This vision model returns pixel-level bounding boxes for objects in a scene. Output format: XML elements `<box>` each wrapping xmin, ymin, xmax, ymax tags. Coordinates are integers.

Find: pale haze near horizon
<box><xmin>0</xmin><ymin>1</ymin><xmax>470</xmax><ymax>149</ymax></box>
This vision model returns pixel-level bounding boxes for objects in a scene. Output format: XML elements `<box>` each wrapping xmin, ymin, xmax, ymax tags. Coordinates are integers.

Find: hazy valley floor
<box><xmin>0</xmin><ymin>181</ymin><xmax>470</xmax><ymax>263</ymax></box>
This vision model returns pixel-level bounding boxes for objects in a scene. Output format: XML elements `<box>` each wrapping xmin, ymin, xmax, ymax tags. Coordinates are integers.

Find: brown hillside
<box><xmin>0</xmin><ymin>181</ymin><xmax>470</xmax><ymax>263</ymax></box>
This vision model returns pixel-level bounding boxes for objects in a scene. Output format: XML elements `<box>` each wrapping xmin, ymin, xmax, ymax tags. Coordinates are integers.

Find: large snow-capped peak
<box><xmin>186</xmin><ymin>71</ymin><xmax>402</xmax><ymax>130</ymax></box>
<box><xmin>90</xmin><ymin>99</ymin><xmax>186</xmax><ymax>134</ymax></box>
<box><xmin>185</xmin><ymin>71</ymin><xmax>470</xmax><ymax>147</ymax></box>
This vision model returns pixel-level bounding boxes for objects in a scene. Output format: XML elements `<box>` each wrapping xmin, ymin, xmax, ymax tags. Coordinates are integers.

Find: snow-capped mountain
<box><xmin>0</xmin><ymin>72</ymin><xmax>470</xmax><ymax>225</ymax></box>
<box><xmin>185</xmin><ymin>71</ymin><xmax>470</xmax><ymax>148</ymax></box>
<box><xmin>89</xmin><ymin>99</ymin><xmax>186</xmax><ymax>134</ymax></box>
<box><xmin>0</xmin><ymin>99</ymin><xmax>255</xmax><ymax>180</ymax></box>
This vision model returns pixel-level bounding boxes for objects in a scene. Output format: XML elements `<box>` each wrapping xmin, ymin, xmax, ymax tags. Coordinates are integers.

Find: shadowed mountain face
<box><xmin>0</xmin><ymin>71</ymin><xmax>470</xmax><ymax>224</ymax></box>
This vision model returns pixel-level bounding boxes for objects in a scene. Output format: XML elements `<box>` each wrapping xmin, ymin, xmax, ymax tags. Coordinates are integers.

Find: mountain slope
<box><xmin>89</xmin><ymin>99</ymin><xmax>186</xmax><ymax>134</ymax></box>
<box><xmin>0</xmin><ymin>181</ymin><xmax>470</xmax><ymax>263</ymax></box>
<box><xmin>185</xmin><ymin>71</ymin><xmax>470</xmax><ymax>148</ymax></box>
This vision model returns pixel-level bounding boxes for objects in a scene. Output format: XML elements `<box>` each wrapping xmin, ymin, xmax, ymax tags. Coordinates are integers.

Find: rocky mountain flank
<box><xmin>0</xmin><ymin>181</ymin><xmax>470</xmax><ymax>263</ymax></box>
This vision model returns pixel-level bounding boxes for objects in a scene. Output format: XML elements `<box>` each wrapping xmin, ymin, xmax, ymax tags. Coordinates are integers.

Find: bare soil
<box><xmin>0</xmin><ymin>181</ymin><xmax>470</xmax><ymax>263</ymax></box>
※
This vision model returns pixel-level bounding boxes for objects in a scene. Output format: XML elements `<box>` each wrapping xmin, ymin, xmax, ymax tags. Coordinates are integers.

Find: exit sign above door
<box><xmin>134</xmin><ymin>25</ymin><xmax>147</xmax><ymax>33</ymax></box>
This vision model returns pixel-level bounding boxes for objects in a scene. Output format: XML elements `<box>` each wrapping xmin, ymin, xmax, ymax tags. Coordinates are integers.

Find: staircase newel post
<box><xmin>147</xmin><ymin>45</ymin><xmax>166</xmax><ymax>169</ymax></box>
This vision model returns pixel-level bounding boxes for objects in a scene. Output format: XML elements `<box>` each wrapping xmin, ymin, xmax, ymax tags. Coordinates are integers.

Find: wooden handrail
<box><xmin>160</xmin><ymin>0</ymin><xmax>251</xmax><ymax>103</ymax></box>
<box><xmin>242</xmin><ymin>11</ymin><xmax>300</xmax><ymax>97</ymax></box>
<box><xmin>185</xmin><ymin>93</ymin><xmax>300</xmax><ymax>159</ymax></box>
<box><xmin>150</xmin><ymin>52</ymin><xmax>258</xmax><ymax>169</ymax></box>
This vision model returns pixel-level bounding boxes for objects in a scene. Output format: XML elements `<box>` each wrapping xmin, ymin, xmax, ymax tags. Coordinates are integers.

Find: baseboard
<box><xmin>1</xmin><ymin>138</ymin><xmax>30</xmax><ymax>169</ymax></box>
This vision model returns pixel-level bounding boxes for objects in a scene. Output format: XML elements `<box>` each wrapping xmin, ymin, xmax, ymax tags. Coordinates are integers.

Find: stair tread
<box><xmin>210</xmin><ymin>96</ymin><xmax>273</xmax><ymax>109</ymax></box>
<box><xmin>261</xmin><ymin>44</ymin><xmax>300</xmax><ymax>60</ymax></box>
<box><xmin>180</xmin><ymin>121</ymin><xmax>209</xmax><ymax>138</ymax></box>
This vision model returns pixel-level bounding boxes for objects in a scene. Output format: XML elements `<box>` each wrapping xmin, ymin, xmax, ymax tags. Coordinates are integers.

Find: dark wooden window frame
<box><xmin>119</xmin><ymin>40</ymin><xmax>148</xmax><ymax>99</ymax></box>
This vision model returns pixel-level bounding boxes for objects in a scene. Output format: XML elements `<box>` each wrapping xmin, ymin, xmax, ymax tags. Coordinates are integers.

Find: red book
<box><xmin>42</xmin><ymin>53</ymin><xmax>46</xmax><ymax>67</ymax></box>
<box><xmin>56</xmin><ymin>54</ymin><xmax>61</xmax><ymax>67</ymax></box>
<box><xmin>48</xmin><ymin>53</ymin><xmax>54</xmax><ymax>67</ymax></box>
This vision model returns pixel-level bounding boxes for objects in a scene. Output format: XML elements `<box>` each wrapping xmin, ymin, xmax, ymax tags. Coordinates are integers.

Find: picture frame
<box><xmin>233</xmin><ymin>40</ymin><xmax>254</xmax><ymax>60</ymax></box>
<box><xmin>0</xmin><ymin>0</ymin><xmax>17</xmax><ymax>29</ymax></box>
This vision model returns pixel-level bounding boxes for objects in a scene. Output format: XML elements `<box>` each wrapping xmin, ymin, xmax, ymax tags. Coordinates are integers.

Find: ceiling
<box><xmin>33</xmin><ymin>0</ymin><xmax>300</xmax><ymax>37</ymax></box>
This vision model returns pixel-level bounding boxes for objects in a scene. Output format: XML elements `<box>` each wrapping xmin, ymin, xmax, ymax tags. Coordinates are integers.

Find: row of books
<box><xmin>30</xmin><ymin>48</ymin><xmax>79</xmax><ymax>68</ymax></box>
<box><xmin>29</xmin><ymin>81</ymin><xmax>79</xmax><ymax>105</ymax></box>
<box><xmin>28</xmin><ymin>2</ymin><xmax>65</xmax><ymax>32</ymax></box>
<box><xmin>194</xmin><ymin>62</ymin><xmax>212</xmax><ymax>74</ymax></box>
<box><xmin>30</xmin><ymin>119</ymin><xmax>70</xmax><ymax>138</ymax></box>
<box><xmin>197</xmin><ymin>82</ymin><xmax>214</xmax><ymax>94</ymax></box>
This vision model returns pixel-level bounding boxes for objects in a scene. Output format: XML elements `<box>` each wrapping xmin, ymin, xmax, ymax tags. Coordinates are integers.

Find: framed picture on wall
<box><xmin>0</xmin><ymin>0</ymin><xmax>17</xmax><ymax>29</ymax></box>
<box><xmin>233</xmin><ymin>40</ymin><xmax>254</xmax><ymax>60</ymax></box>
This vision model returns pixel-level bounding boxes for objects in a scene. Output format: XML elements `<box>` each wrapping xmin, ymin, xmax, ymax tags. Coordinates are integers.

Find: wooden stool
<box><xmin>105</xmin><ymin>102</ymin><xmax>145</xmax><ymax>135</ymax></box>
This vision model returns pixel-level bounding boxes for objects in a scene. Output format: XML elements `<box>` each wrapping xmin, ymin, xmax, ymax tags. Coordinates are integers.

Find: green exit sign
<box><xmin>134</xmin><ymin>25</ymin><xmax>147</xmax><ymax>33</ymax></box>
※
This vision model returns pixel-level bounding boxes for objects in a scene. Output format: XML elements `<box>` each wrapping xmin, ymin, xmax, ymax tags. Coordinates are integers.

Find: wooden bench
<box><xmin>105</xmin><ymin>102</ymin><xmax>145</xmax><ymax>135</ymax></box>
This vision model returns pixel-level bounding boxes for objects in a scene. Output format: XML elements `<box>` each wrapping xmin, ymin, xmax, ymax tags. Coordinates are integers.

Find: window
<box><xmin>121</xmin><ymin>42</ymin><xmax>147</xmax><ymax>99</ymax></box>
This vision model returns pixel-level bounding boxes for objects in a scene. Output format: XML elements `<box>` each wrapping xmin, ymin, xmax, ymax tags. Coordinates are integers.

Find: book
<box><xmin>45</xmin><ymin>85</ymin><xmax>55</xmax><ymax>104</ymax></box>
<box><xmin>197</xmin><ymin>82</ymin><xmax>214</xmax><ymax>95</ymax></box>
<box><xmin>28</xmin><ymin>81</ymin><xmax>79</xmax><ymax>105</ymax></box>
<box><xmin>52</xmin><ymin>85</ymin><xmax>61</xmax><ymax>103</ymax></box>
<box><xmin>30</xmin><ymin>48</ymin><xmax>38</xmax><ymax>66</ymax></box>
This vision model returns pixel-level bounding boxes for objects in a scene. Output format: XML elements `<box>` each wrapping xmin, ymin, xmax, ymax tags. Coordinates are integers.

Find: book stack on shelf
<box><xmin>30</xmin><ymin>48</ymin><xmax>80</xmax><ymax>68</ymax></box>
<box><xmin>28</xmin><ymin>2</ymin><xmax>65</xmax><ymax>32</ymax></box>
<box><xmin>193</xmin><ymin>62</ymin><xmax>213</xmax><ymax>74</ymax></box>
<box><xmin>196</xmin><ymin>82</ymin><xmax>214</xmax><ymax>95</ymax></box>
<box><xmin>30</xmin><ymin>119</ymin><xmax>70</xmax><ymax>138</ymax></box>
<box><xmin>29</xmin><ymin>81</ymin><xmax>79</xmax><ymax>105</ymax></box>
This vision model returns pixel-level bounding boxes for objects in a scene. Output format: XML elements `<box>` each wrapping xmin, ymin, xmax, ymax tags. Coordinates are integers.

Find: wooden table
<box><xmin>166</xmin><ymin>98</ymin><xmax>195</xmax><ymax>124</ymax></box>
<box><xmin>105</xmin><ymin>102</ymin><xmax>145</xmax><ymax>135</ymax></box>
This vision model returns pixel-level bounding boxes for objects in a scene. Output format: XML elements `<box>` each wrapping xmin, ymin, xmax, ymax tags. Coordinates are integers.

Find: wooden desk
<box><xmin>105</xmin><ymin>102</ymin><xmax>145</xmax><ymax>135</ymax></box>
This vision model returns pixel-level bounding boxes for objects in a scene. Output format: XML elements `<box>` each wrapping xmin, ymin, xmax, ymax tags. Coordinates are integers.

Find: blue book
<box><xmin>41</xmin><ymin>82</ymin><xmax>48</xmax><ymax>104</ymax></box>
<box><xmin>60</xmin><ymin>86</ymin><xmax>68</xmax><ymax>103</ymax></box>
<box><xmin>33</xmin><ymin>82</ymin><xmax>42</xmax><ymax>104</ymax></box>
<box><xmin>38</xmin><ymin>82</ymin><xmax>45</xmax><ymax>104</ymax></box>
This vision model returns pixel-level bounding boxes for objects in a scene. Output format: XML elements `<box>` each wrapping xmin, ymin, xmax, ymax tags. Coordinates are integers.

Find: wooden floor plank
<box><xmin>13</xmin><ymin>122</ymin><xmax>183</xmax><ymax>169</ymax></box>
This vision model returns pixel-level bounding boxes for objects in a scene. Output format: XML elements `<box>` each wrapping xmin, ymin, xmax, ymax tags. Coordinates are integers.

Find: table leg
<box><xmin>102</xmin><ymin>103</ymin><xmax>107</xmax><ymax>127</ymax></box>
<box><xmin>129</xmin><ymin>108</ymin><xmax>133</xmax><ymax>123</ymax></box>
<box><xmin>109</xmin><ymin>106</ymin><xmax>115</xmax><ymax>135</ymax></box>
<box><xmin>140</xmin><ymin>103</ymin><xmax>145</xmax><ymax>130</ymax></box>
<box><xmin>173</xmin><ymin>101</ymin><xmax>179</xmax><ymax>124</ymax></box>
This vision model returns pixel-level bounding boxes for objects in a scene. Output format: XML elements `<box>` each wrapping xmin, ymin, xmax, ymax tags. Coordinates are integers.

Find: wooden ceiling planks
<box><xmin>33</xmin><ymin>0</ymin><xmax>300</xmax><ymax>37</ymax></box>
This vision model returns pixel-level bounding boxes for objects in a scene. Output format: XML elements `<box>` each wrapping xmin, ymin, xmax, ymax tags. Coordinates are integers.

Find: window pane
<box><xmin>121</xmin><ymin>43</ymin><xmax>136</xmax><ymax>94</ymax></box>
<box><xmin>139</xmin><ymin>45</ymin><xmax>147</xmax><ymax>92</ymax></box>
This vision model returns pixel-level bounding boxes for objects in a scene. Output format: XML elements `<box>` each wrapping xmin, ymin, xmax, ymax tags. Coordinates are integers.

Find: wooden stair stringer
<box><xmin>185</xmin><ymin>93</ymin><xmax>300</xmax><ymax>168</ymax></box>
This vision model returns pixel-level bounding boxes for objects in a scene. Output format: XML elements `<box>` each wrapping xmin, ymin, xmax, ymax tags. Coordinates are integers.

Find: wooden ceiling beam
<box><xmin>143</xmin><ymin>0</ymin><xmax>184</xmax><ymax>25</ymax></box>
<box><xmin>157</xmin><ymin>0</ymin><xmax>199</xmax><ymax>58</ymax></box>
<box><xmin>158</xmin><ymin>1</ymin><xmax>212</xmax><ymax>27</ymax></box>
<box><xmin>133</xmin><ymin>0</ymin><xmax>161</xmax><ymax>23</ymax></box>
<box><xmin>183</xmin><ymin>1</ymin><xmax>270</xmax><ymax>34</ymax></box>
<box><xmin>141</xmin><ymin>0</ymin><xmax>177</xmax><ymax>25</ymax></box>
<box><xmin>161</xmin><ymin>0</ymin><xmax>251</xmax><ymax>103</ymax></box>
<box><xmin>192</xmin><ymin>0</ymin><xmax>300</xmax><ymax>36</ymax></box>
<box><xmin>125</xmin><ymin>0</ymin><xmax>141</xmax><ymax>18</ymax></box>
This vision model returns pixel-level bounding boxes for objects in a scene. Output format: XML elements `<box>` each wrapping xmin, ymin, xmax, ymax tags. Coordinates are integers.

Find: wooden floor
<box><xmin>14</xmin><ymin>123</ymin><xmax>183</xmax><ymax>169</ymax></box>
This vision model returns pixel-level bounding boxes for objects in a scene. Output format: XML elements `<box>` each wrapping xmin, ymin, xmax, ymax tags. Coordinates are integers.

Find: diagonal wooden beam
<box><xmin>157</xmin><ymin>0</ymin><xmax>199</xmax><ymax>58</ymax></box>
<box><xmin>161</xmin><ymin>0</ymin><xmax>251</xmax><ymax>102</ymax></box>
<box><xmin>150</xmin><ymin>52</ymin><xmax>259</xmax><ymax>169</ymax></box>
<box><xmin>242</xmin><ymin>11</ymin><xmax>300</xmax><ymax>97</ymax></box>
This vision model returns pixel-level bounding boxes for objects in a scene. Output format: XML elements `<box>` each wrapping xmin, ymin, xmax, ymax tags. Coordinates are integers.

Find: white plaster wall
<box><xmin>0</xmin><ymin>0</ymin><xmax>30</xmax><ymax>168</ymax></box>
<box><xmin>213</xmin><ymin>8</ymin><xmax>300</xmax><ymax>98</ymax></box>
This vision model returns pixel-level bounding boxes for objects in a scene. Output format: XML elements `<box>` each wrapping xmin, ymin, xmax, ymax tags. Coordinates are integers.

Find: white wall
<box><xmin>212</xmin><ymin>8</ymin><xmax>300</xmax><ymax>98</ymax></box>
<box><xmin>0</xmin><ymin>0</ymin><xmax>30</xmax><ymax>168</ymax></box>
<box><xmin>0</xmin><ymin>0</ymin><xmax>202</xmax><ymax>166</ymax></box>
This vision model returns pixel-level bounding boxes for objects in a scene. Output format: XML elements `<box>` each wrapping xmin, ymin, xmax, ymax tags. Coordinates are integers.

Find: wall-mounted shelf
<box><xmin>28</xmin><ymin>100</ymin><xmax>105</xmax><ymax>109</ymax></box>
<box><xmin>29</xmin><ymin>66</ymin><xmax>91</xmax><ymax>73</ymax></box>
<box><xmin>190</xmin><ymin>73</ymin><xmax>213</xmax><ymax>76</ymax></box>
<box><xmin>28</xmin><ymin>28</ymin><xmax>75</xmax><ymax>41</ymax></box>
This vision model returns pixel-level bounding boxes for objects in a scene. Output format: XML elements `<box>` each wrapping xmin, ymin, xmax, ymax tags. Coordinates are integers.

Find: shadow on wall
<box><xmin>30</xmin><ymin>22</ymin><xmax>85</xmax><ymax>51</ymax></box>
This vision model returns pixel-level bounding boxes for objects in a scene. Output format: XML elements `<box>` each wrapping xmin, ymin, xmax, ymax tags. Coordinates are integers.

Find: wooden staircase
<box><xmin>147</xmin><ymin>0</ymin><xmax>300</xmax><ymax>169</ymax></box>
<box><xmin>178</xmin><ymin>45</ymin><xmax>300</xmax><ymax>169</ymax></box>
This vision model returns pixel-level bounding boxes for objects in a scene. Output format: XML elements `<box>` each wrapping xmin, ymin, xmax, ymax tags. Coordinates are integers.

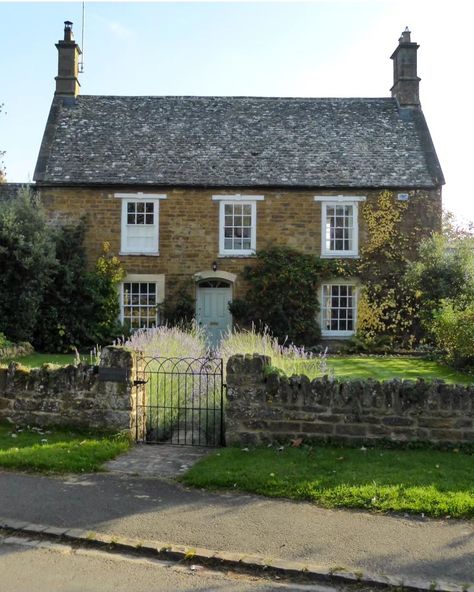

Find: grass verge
※
Locate each line in the rows above that contains the word "capped" and copy it out in full, treating uppercase and lowercase as different.

Find: large snow-capped peak
Find: snow-capped mountain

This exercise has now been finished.